* [CHALLENGE]
Write out the listing below word for word, with nothing changed.

* [EXERCISE MATERIALS]
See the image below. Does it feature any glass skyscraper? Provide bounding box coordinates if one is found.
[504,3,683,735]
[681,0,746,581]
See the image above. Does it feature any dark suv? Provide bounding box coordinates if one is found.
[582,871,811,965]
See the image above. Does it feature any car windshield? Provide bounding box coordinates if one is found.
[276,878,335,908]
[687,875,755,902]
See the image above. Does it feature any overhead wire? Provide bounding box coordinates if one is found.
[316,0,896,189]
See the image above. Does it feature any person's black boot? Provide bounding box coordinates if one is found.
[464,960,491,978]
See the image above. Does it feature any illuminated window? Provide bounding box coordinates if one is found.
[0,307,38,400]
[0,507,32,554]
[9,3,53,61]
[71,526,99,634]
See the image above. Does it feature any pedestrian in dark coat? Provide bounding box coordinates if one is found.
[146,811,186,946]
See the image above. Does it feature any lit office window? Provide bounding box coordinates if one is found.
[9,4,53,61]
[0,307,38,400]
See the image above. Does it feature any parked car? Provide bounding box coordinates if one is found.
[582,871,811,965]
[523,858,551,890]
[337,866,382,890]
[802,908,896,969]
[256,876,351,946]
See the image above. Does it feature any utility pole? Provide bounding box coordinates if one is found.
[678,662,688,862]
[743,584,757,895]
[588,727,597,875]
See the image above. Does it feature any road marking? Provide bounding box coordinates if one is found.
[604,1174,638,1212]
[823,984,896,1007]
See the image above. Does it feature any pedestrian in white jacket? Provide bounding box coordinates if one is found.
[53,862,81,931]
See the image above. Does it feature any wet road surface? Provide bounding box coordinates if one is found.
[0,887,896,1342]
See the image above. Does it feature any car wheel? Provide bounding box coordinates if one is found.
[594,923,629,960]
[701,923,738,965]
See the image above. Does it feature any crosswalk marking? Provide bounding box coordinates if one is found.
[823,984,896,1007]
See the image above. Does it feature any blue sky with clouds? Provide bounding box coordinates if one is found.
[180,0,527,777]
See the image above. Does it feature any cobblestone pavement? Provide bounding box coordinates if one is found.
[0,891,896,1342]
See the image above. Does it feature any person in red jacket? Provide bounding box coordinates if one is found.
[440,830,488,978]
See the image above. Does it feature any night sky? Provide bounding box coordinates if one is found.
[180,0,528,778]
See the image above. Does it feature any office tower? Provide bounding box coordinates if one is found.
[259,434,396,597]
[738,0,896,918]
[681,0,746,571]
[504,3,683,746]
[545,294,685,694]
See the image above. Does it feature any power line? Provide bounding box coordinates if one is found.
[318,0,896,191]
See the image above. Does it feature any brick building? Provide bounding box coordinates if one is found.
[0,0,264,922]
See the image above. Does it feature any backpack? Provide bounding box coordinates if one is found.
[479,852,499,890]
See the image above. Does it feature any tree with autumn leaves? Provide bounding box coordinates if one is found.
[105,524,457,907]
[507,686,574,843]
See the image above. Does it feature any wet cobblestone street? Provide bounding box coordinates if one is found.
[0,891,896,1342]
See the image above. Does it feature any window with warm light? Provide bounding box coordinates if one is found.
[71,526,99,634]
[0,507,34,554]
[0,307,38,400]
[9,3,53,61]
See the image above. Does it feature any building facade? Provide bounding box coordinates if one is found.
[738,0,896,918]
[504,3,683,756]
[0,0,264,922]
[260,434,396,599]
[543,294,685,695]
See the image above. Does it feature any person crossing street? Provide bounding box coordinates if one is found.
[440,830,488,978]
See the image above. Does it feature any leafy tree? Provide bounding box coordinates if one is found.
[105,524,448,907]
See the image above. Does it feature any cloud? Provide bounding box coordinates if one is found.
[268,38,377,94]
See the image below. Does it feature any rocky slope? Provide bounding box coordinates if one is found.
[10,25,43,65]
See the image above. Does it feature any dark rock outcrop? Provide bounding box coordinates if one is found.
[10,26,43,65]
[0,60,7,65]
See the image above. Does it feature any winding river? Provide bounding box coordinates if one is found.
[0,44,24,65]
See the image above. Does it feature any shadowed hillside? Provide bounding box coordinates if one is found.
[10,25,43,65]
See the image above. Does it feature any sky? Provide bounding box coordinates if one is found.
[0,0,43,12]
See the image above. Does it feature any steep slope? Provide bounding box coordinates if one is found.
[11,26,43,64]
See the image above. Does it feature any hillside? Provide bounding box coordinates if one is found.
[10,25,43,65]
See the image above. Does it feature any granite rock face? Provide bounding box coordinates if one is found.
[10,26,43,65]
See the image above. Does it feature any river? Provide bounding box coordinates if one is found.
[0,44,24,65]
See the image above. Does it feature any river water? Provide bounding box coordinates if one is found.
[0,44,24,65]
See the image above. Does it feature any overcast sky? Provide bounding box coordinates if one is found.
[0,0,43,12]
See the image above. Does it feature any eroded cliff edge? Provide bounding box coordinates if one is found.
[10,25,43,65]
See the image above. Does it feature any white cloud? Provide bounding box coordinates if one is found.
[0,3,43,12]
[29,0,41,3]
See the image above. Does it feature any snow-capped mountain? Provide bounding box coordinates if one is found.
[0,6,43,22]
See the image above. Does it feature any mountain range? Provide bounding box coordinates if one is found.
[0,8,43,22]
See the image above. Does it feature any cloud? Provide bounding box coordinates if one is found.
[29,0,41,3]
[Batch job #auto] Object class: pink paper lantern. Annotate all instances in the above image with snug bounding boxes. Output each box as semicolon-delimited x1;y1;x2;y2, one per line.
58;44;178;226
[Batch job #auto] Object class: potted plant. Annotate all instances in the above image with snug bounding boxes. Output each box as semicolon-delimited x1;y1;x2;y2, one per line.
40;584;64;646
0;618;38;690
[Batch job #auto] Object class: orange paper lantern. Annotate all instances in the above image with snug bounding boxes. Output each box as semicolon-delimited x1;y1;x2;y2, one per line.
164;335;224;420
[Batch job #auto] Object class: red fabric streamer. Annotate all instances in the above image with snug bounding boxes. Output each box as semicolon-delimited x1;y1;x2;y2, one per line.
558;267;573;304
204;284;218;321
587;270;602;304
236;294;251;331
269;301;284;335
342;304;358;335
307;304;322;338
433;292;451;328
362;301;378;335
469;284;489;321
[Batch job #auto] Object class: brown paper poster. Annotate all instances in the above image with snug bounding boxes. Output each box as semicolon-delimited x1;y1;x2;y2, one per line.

* [RESPONSE FOR THIS EXERCISE]
See the image below. Does it feature any glass skyscraper? Provide bounding box coordinates if one is found.
[504,3,683,735]
[681,0,746,581]
See the image above. Does it feature any dark suv? Provide bounding box coordinates if one is found.
[582,871,811,965]
See the image above. Does it feature any car windshield? Provide bounding box coordinates if one is found.
[276,878,335,908]
[687,875,755,902]
See the image above. Does it feature any overhead wire? Provide bounding box coordinates if one is found.
[316,0,896,189]
See the image above. Does it feature any person's black boot? Provide bounding box coordinates if one is found.
[464,960,491,978]
See the image above. Does it feature any illuminated window? Provide bounding box coordinates if one is found.
[0,307,38,400]
[0,507,32,554]
[9,3,53,61]
[71,526,99,634]
See the image above. Does it feature any pedestrian in dark coat? Provide bounding box coordinates if one is found.
[146,811,186,946]
See the image above. Does it feature any lit office window? Provide bounding box coordinates if one is found.
[9,4,53,61]
[0,307,38,400]
See the image above. Does it feature any parked car? Provide bounding box coordinates if one is found.
[582,871,811,965]
[523,858,551,890]
[337,866,382,890]
[802,908,896,969]
[256,876,351,946]
See the image above. Does it feature any utility pole? Provide bounding box coordinates if one is found.
[678,662,688,862]
[743,584,757,895]
[588,727,597,875]
See the image above. Does it feature any road marking? Provide bounding box coordinates if one is found.
[604,1174,638,1212]
[823,984,896,1007]
See the image above. Does it feature any pedestrian in white jacket? Provide bounding box coordinates if one is found.
[53,862,81,931]
See the image above. Does it feature any wet road surface? Provide bounding box coordinates if one is found.
[0,887,896,1342]
See the image above. Does it feature any car wheel? Provide bounding box coordinates if one is found.
[594,923,629,960]
[701,923,738,965]
See the image above. Does it feature any crosswalk marking? Provide bounding box coordinates if one is found.
[823,984,896,1007]
See the image above. Does it feature any blue sky with clouds? Provide bounding box coordinates if one is found.
[180,0,527,777]
See the image above. Does it feature any cobblestone pavement? Provide bounding box coordinates if one is found.
[0,891,896,1342]
See the image above. Does it feature any person in red jacket? Provide bounding box coordinates if one is found.
[440,830,488,978]
See the image above. Does it feature any night sky? Provide bounding box coordinates if one is found.
[180,0,528,778]
See the image above. Does it feature any office tower? Provide bounding box coordinates if one is found.
[259,434,396,597]
[738,0,896,918]
[681,0,746,571]
[504,3,683,746]
[545,294,685,694]
See the image above. Does it feature any power line? Provide bounding box coordinates if one is found.
[318,0,896,191]
See the image above. Does it feature any brick building? Provide bounding box coordinates if one is found.
[0,0,264,922]
See the image above. Does it feature any backpack? Provide bounding box coordinates if one is found.
[479,852,499,890]
See the image above. Does it feature any tree with autumn leaves? Provide bounding box coordinates if one is found.
[105,524,457,907]
[507,686,574,843]
See the image above. Does it feature any wet cobblestone street? Provide bounding box coordinates if one is found.
[0,891,896,1342]
See the image above. Does it feature any window with warm light? Provide bounding box coordinates if one is found.
[71,526,99,634]
[0,507,34,554]
[0,307,38,400]
[9,3,53,61]
See the image above. Does it feature any building facade? Provide bounding box coordinates if one is found.
[738,0,896,918]
[504,3,683,756]
[0,0,264,922]
[260,434,396,599]
[543,294,685,695]
See the image above. Does it feature any person crossing street? Provide bounding box coordinates if one is found.
[440,830,488,978]
See the image above. Does it feature any leafy tree? Provide bounding box coordinates if one is found.
[105,524,448,907]
See the image above. Does it feature any cloud? Provide bounding box coordinates if one is found.
[268,38,377,94]
See the image below. Does it feature any rocky slope? Provide bounding box coordinates if one is found.
[10,25,43,65]
See the image above. Does it feature any dark rock outcrop? Provide bounding box coordinates if one is found.
[10,26,43,65]
[0,60,7,65]
See the image above. Does it feature any winding river? Provide bounding box coordinates if one is found.
[0,44,24,65]
See the image above. Does it feature any shadowed hillside? Provide bounding box coordinates if one is found.
[10,25,43,65]
See the image above. Does it feature any sky? Provide bounding box coordinates if one is found.
[0,0,43,12]
See the image above. Does it feature any steep slope? Provide bounding box coordinates if one is found.
[11,26,43,64]
See the image above. Does it feature any hillside? Provide bounding box coordinates if one is found.
[10,25,43,65]
See the image above. Does it feature any granite rock face? Provide bounding box coordinates if one is found.
[10,26,43,65]
See the image above. Does it feature any river? Provide bounding box coordinates if one is found.
[0,44,24,65]
See the image above. Does it feature any river water? Provide bounding box coordinates if one is found.
[0,44,24,65]
See the image above. Does it feature any overcast sky? Provide bounding box coordinates if one is found.
[0,0,43,12]
See the image above. Does it feature any eroded cliff edge? Provide bounding box coordinates if one is found.
[10,25,43,65]
See the image above. Does it feature any white cloud? Provide bounding box coordinates if one is found.
[0,3,43,12]
[29,0,41,3]
See the image above. Does it feature any snow-capped mountain? Provide bounding box coordinates if one is found.
[0,6,43,22]
See the image above. Does it feature any mountain range? Provide bounding box coordinates if one is found.
[0,8,43,22]
See the image above. Does it feature any cloud? Provide bounding box coordinates if one is found.
[29,0,41,3]
[Batch job #auto] Object class: pink paper lantern. Annotate all instances in the above image with snug bounding boxes. Output each box as semicolon-delimited x1;y1;x2;y2, one per line.
58;44;178;226
[Batch job #auto] Object class: potted plant. Annotate all instances in the above image with snug bounding boxes. Output each box as semicolon-delimited x1;y1;x2;y2, one per line.
40;584;64;646
0;618;38;690
[Batch job #auto] Object class: orange paper lantern. Annotate all instances in the above image with snug bounding boxes. Output each box as semicolon-delimited x1;y1;x2;y2, one per line.
164;335;224;420
[Batch job #auto] Object class: red fabric streamer. Annotate all instances in the above image with snug bounding boxes. Output each box as semicolon-delimited x1;y1;x2;y2, one per line.
558;267;573;304
204;284;218;321
587;270;602;304
236;294;251;331
269;301;284;335
342;304;358;335
307;304;322;338
433;292;451;328
362;301;378;335
469;284;489;321
[Batch job #auto] Object class: brown paper poster. Annotate all instances in the above image with snug bounding boxes. Output each box as semicolon-delimited x1;y1;x2;y2, one per line.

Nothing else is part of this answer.